### QUOTED PASSAGE
It should be noted that portions of communication link 315 may suitably include a dial-up phone connection, broadcast cable transmission line, Digital Subscriber Line (DSL), ISDN line, or similar public utility-like access link. In the most preferred embodiments of the present invention, communication link 315 is a hard-wired link implemented via CAT-5 cable, fiber optic cable, or the like. The hard-wired connection is preferred for purposes of stability, security, and transmission speed. However, those skilled in the art will recognize that communication link 315 may implemented in many different ways, utilizing a wide variety of technologies.

This configuration, including the use of synchronization database 340, allows various requests to be transmitted between the various databases depicted in FIG. 3, even when communication services are temporarily disrupted. This is especially important in wireless environments and for geographically remote areas without appropriate wireless facilities. The use of synchronization server 130 of FIG. 1, in conjunction with synchronization database 340, will allow the necessary data to be stored during periods of non-communication and then forwarded to the appropriate destination once communication is restored. In this fashion, a collateral recovery record (containing all necessary data for performing collateral recovery) can be synchronized and updated between mobile databases 310, 320, and 330, synchronization database 340, and master database 350. In a typical embodiment, synchronization database 340 may reside at synchronization server 130 of FIG. 1.

In the most preferred embodiments of the present invention, mobile databases 310, 320, and 330 are all contained in or other communicatively associated with one or more mobile computing devices such as laptop computers or handheld personal digital assistants (PDAs) or the like. In this case, the field agent will enter various data regarding the collateral recovery effort into their respective mobile databases 310, 320, and 330 by accessing the user interface for their mobile computing device. The mobile computing devices will all be configured to transmit the data entered by the field agents from mobile databases 310, 320, and 330 to synchronization database 340. Similarly, the mobile computing devices will be configured to receive data from database 340 and update mobile databases 310, 320, and 330 as appropriate.

(Source data)
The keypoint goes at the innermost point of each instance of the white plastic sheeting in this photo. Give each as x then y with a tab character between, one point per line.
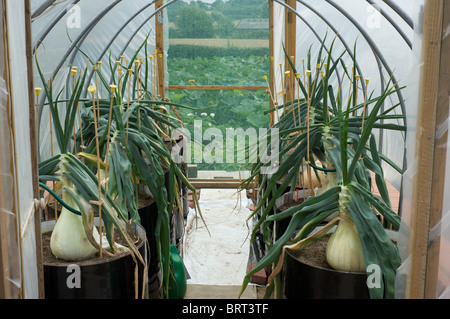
383	37
388	35
69	31
17	202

### SET TASKS
(a) Retype the passage on database synchronization from "It should be" to "variety of technologies.".
(b) Translate this sentence from the passage on database synchronization into Spanish: "The hard-wired connection is preferred for purposes of stability, security, and transmission speed."

### ANSWERS BY TASK
(a)
It should be noted that portions of communication link 315 may suitably include a dial-up phone connection, broadcast cable transmission line, Digital Subscriber Line (DSL), ISDN line, or similar public utility-like access link. In the most preferred embodiments of the present invention, communication link 315 is a hard-wired link implemented via CAT-5 cable, fiber optic cable, or the like. The hard-wired connection is preferred for purposes of stability, security, and transmission speed. However, those skilled in the art will recognize that communication link 315 may implemented in many different ways, utilizing a wide variety of technologies.

(b) La conexión por cable se prefiere por motivos de estabilidad, seguridad y velocidad de transmisión.